====== SOURCE RECORDS ======
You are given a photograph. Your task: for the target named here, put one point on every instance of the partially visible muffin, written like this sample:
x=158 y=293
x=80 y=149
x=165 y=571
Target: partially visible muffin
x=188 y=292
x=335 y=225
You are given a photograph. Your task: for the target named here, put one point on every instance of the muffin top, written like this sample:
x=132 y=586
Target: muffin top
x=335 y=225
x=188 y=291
======
====== SOURCE RECORDS ======
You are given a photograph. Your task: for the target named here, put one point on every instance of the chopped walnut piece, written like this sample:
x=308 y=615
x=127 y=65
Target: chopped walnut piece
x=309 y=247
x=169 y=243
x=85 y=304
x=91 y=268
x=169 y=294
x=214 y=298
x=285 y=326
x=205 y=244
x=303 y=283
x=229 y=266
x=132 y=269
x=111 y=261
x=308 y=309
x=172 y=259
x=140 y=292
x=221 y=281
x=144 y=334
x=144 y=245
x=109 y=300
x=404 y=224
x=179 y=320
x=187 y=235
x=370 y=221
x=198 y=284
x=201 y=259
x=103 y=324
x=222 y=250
======
## YOUR OBJECTIVE
Copy verbatim the part of the data above that opens with the line containing "of the chopped" and closes with the line containing "x=222 y=250", both lines included.

## THE RESULT
You are given a photograph. Your task: for the target named here, put one point on every instance of the chopped walnut piece, written like this sample:
x=308 y=615
x=127 y=65
Target: chopped walnut piece
x=309 y=247
x=169 y=243
x=85 y=304
x=91 y=268
x=169 y=294
x=214 y=298
x=285 y=326
x=205 y=244
x=303 y=283
x=229 y=266
x=132 y=269
x=111 y=261
x=308 y=309
x=172 y=259
x=140 y=292
x=221 y=281
x=144 y=334
x=144 y=245
x=109 y=300
x=404 y=224
x=179 y=320
x=187 y=235
x=370 y=221
x=198 y=284
x=201 y=259
x=103 y=324
x=222 y=250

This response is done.